## Task objective
Rewrite every one of the records below, replacing "one point per instance" with "a single point for each instance" wherever it appears and leaving everything else unchanged.

***** Material provided *****

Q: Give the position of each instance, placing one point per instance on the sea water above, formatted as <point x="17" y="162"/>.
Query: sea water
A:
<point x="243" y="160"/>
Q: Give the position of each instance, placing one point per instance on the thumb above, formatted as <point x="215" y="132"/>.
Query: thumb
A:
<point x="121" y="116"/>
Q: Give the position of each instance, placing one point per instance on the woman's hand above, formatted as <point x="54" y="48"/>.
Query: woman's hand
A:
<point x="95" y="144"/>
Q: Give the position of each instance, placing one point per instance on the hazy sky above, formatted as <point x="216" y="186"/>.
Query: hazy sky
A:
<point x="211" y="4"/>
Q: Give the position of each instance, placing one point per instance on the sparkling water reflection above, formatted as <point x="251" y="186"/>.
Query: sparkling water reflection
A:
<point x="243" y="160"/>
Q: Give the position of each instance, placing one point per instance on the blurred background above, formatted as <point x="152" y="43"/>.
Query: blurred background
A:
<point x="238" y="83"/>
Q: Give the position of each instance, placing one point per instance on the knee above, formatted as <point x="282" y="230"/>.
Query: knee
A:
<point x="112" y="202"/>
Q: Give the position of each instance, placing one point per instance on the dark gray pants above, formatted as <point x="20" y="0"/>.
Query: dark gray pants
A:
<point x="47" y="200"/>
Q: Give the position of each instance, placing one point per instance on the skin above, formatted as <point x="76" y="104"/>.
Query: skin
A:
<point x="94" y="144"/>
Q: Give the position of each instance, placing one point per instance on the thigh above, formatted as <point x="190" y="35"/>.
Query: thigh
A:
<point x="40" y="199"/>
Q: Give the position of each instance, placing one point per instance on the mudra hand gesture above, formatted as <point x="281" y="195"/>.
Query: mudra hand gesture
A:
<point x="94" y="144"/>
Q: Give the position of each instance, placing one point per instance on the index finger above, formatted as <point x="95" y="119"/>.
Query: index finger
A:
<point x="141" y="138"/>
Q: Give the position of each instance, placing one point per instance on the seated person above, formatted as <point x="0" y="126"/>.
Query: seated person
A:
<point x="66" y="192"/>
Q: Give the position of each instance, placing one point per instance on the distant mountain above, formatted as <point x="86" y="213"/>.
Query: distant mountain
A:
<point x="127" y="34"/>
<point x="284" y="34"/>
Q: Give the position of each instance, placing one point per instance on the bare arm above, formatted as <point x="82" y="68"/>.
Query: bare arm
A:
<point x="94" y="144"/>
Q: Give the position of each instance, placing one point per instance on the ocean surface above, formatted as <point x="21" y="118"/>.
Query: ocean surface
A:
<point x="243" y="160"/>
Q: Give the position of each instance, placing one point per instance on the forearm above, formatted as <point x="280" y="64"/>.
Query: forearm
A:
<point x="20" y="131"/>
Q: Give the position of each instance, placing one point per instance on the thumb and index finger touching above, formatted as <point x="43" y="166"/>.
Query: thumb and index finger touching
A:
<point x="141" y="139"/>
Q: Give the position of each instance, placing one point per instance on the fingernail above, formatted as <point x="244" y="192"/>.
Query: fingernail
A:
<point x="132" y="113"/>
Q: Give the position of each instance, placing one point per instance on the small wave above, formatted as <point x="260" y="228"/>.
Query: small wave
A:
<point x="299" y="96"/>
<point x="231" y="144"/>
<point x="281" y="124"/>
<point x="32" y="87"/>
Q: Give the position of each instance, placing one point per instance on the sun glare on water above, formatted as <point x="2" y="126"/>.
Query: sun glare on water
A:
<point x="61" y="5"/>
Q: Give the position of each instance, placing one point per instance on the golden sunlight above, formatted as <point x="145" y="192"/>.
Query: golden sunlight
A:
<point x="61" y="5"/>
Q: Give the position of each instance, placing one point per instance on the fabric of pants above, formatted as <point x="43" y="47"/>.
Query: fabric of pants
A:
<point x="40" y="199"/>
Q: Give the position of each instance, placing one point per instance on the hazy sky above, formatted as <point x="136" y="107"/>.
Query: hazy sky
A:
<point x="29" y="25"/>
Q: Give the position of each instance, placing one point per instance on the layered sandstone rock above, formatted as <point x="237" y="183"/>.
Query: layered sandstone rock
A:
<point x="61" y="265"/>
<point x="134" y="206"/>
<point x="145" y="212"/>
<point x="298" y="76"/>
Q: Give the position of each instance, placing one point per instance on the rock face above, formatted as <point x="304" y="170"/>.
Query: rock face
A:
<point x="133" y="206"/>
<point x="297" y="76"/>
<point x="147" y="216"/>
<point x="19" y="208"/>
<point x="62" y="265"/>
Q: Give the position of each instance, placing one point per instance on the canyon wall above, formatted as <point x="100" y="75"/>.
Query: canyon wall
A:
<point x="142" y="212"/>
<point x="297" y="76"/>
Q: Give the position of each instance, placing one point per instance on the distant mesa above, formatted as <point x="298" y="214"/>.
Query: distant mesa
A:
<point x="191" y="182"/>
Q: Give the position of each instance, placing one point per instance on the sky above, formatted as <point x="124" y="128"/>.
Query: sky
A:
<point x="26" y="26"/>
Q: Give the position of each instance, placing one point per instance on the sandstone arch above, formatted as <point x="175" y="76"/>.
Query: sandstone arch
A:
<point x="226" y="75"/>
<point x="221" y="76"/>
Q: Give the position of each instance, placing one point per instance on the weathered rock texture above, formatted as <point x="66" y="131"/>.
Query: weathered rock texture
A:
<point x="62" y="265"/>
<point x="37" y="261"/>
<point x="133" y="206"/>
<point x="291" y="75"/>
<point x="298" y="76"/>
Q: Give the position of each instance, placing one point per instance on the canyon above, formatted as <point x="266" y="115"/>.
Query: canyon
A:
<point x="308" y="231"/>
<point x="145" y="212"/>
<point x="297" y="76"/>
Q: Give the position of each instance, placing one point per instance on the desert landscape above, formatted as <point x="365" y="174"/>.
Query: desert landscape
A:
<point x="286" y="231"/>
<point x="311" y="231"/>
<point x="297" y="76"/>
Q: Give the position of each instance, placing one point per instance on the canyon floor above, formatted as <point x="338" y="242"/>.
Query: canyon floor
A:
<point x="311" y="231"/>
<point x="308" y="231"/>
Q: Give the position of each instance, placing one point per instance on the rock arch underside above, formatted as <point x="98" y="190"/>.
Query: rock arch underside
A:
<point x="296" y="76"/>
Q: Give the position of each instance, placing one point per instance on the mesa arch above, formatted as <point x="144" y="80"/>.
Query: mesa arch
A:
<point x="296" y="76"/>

*****

## Exercise output
Q: Give the position of each instance, placing a single point for each instance on the sea water above, formatted as <point x="17" y="162"/>.
Query: sea water
A:
<point x="243" y="160"/>
Q: Give the position of each instance, placing a single point for each instance on the thumb above, formatted as <point x="215" y="132"/>.
Query: thumb
A:
<point x="121" y="116"/>
Q: Give the position of each instance, placing a single point for each instance on the woman's hand above, formatted as <point x="54" y="48"/>.
Query: woman's hand
A:
<point x="95" y="144"/>
Q: Give the position of each instance, placing a single point for each instance on the hazy sky above, formatted as <point x="216" y="186"/>.
Query: hazy sky
A:
<point x="211" y="4"/>
Q: Give the position of each instance, placing a single point for each instance on the sparkling water reflection above, formatted as <point x="251" y="186"/>.
Query: sparkling water reflection
A:
<point x="243" y="160"/>
Q: Give the position of each instance, placing a single point for each instance on the blurred background above, formatted as <point x="152" y="43"/>.
Query: blurred background
A:
<point x="238" y="83"/>
Q: Give the position of each instance, placing a single point for each instance on the knee above, formatted as <point x="282" y="230"/>.
Query: knee
A:
<point x="112" y="202"/>
Q: Give the position of each instance, placing a single point for each instance on the dark gray pants above, formatted as <point x="20" y="0"/>.
Query: dark gray pants
A:
<point x="47" y="200"/>
Q: Give the position of each instance, placing a single point for each instance on the skin above, formatted as <point x="76" y="104"/>.
Query: skin
A:
<point x="94" y="144"/>
Q: Give the position of each instance, placing a single point for each instance on the thigh above, formatted as <point x="190" y="35"/>.
Query: thigh
A:
<point x="40" y="199"/>
Q: Give the position of each instance, placing a single point for each instance on the mudra hand gesture above, formatted as <point x="281" y="195"/>.
Query: mudra hand gesture
A:
<point x="94" y="144"/>
Q: Give the position of each instance, placing a single point for each instance on the index finger above, formatted as <point x="95" y="119"/>.
Query: index finger
A:
<point x="141" y="138"/>
Q: Give the position of each instance, placing a single point for each instance on the seated person above, formatted as <point x="0" y="126"/>.
Query: seated person
A:
<point x="66" y="192"/>
Q: Give the position of each instance, placing a single point for each instance on the distant mountain above, formatted as <point x="86" y="213"/>.
Query: distant mountain
A:
<point x="127" y="34"/>
<point x="284" y="34"/>
Q: Give the position of each instance, placing a single point for each instance on the bare arm above, formatted as <point x="82" y="68"/>.
Query: bare arm
A:
<point x="94" y="144"/>
Q: Give the position of each instance, placing a single point for each instance on the ocean surface above, formatted as <point x="21" y="118"/>.
Query: ocean surface
A:
<point x="243" y="160"/>
Q: Give the position of each instance, placing a single point for each instance on the forearm above, formatted as <point x="280" y="64"/>.
Query: forearm
A:
<point x="20" y="131"/>
Q: Give the position of each instance, placing a single point for each instance on the thumb and index finger touching above, formatted as <point x="43" y="166"/>.
Query: thumb and index finger touching
A:
<point x="141" y="139"/>
Q: Give the position of each instance, placing a single point for each instance on the fingernail above, formatted as <point x="244" y="192"/>.
Query: fingernail
A:
<point x="132" y="113"/>
Q: Give the position of each instance, placing a single point for each instance on the small wave above, formatted as <point x="260" y="228"/>.
Query: small wave
A:
<point x="299" y="96"/>
<point x="231" y="144"/>
<point x="281" y="124"/>
<point x="32" y="87"/>
Q: Give the position of each instance, placing a single point for each instance on the sun glare on water above, formatted as <point x="2" y="126"/>.
Query: sun glare on water
A:
<point x="61" y="5"/>
Q: Give the position of each instance, placing a single point for each instance on the golden sunlight above, formatted as <point x="145" y="192"/>.
Query: golden sunlight
A:
<point x="61" y="5"/>
Q: Give the position of each instance, placing a single point for each instance on the fabric of pants above, formatted as <point x="43" y="47"/>.
Query: fabric of pants
A:
<point x="40" y="199"/>
Q: Give the position of each instance, placing a single point for each instance on the hazy sky above, formatted as <point x="136" y="107"/>.
Query: hazy sky
A:
<point x="29" y="25"/>
Q: Give the position of each instance, placing a single point for each instance on the layered sandstone rock above, formatted as <point x="237" y="183"/>.
Query: layered sandstone rock
A:
<point x="61" y="265"/>
<point x="134" y="206"/>
<point x="145" y="212"/>
<point x="298" y="76"/>
Q: Give the position of each instance, placing a single point for each instance on the rock face above, formatted as <point x="304" y="170"/>.
Query: rock face
A:
<point x="133" y="206"/>
<point x="297" y="76"/>
<point x="147" y="216"/>
<point x="19" y="208"/>
<point x="62" y="265"/>
Q: Give the position of each instance, placing a single point for each instance on the canyon wall above, formatted as <point x="100" y="75"/>.
Query: canyon wall
A:
<point x="142" y="212"/>
<point x="297" y="76"/>
Q: Give the position of each instance, placing a single point for each instance on the distant mesa above, formatted as <point x="298" y="214"/>.
Query: distant mesa
A:
<point x="191" y="182"/>
Q: Give the position of each instance, placing a single point for each instance on the sky above, formatted as <point x="124" y="128"/>.
Query: sky
A:
<point x="26" y="26"/>
Q: Give the position of each instance, placing a single point for each instance on the sandstone arch above, formatted as <point x="175" y="76"/>.
Query: sandstone arch
A:
<point x="226" y="75"/>
<point x="221" y="76"/>
Q: Give the position of each instance, placing a single point for each instance on the weathered rock texture above, formatted as <point x="66" y="131"/>.
Query: weathered rock texture
A:
<point x="62" y="265"/>
<point x="37" y="261"/>
<point x="133" y="206"/>
<point x="291" y="75"/>
<point x="298" y="76"/>
Q: Give the position of each instance, placing a single point for each instance on the canyon above, formatted as <point x="266" y="115"/>.
Query: canyon
A:
<point x="308" y="231"/>
<point x="145" y="212"/>
<point x="297" y="76"/>
Q: Give the position of each instance, placing a single point for each instance on the desert landscape above, formatted as <point x="365" y="174"/>.
Query: desert landscape
A:
<point x="286" y="231"/>
<point x="311" y="231"/>
<point x="297" y="76"/>
Q: Give the position of each instance, placing a single point for each instance on the canyon floor above, formatted as <point x="338" y="242"/>.
Query: canyon floor
A:
<point x="311" y="231"/>
<point x="308" y="231"/>
Q: Give the position of each instance, placing a single point for each instance on the rock arch underside above, formatted as <point x="98" y="190"/>.
Query: rock arch underside
A:
<point x="296" y="76"/>
Q: Give the position of each instance, placing a single point for each instance on the mesa arch above, formatted as <point x="144" y="80"/>.
Query: mesa arch
A:
<point x="296" y="76"/>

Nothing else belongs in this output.